TASK INSTRUCTIONS
Render every line of the records below as a Markdown table with the columns Row and Line, numbering the rows and leaving out blank lines.
□ □ □ □
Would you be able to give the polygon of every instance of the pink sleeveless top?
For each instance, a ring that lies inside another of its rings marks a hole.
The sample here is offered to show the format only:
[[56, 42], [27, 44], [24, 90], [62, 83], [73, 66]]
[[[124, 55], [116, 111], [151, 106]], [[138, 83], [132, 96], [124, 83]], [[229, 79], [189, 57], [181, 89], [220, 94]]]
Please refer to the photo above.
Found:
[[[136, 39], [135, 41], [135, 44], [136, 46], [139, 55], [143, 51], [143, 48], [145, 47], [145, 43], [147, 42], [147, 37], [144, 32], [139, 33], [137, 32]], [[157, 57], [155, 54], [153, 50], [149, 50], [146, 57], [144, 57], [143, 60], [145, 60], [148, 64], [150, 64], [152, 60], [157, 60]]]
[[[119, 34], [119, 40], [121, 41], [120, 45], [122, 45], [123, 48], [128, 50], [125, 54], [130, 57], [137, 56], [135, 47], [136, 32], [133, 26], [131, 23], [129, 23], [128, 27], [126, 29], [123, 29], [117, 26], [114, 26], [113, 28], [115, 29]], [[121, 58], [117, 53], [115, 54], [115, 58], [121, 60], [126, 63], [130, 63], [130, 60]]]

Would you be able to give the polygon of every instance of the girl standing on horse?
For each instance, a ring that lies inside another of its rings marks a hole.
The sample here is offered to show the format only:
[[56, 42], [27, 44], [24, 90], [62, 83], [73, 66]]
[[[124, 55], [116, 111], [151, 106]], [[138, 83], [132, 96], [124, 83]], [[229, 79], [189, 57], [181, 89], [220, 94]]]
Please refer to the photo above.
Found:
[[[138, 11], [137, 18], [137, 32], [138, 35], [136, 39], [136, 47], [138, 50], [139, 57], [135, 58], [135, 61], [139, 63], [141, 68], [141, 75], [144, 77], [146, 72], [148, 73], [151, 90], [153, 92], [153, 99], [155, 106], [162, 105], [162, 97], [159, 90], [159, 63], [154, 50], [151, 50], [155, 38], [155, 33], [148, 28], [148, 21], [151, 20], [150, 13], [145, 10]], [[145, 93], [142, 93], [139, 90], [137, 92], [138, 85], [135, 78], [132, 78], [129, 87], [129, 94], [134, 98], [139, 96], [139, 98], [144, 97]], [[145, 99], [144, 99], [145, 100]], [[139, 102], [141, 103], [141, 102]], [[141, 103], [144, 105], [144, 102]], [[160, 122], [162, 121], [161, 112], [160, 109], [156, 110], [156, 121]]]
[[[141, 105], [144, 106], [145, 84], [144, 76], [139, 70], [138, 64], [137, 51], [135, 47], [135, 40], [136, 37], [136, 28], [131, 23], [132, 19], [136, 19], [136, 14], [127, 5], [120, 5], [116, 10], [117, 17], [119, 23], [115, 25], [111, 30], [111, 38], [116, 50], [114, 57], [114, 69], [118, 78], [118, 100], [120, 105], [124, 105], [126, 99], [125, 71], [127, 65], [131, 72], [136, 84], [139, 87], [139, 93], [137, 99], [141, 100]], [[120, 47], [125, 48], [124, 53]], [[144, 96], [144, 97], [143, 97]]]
□ □ □ □
ANSWER FOR THE TASK
| Row | Line |
|---|---|
| 1 | Would you be able to give the polygon of every instance of the pink sleeveless top? |
| 2 | For each instance, a ring that lies inside another of its rings marks a hole. |
| 3 | The sample here is offered to show the format only: |
| 4 | [[56, 42], [27, 44], [24, 90], [62, 83], [73, 66]] |
| 5 | [[[124, 55], [116, 111], [151, 106]], [[138, 83], [132, 96], [124, 83]], [[229, 79], [189, 57], [181, 89], [220, 94]]] |
| 6 | Please refer to the photo above. |
| 7 | Found: |
| 8 | [[[136, 39], [135, 41], [135, 44], [136, 46], [139, 55], [143, 51], [143, 48], [145, 47], [145, 43], [147, 42], [147, 37], [144, 32], [139, 33], [137, 32]], [[157, 57], [155, 54], [153, 50], [149, 50], [146, 57], [144, 57], [143, 60], [145, 60], [148, 64], [150, 64], [152, 60], [157, 60]]] |
| 9 | [[[119, 34], [119, 40], [121, 41], [120, 45], [122, 45], [123, 48], [128, 50], [125, 54], [130, 57], [137, 56], [135, 47], [136, 32], [133, 26], [131, 23], [129, 23], [128, 27], [126, 29], [123, 29], [117, 26], [114, 26], [113, 28], [115, 29]], [[121, 58], [117, 53], [115, 54], [115, 58], [121, 60], [126, 63], [130, 63], [130, 60]]] |
| 10 | Would you be able to give the polygon of every instance of the girl standing on horse? |
| 11 | For each instance, a ring that lies inside another of its rings marks a hole. |
| 12 | The sample here is offered to show the format only: |
| 13 | [[56, 42], [27, 44], [24, 90], [62, 83], [73, 66]] |
| 14 | [[[124, 55], [116, 111], [151, 106]], [[138, 83], [132, 96], [124, 83]], [[229, 79], [189, 57], [181, 89], [220, 94]]] |
| 15 | Please refer to the photo above. |
| 16 | Found: |
| 17 | [[[138, 11], [137, 18], [137, 32], [138, 35], [136, 39], [136, 47], [138, 50], [139, 57], [135, 58], [135, 61], [139, 63], [141, 68], [141, 75], [144, 77], [146, 72], [148, 73], [151, 90], [153, 92], [153, 99], [155, 106], [162, 105], [162, 97], [159, 90], [159, 63], [154, 50], [151, 50], [155, 38], [155, 33], [148, 28], [148, 21], [151, 20], [150, 13], [145, 10]], [[145, 93], [142, 93], [139, 90], [137, 92], [138, 85], [135, 78], [132, 78], [129, 87], [129, 94], [134, 98], [139, 96], [139, 98], [144, 97]], [[145, 99], [144, 99], [145, 100]], [[139, 102], [141, 103], [141, 102]], [[141, 103], [144, 105], [144, 102]], [[160, 122], [162, 121], [161, 112], [160, 109], [156, 110], [156, 121]]] |
| 18 | [[[141, 105], [144, 106], [145, 84], [144, 76], [139, 70], [138, 64], [137, 51], [135, 47], [135, 40], [136, 37], [136, 28], [131, 23], [132, 19], [136, 19], [136, 14], [127, 5], [120, 5], [116, 10], [117, 17], [119, 23], [115, 25], [111, 30], [111, 38], [116, 50], [114, 57], [114, 69], [118, 78], [118, 100], [120, 105], [124, 105], [126, 99], [125, 71], [127, 65], [131, 72], [136, 84], [139, 87], [139, 93], [137, 99], [141, 100]], [[120, 47], [125, 48], [124, 53]], [[144, 96], [144, 97], [143, 97]]] |